Try it
Show, from the entries below, every line in which "query" appears.

Provided material
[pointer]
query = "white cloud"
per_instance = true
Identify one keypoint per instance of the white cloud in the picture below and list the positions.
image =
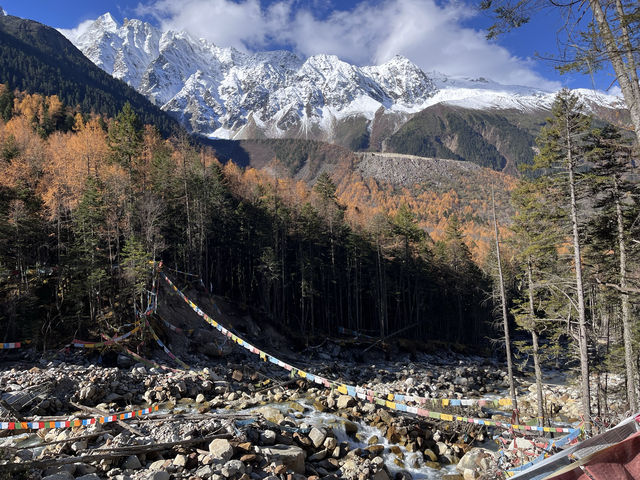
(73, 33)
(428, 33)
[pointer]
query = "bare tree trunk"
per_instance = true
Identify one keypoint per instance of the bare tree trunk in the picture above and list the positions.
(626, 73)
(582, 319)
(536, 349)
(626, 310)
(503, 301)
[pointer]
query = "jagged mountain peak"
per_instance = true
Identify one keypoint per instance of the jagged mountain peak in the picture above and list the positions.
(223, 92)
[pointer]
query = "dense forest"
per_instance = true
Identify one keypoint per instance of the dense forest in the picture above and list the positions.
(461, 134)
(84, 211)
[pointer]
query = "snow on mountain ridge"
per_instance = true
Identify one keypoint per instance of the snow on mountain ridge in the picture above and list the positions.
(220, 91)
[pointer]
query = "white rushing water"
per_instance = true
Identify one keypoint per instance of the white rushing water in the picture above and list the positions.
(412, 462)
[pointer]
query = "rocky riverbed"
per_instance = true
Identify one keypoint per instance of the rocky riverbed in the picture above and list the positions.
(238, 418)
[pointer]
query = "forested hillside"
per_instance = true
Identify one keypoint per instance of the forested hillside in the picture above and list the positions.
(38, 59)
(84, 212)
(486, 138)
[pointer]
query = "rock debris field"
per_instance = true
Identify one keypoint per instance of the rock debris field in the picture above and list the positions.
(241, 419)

Reply
query = "white cloud"
query = "bare tree trunk"
query = "jagged mountain peak"
query = "dense forest"
query = "snow on mountain ridge"
query = "white rushing water"
query = "rocky riverbed"
query = "forested hillside"
query = "rock debris field"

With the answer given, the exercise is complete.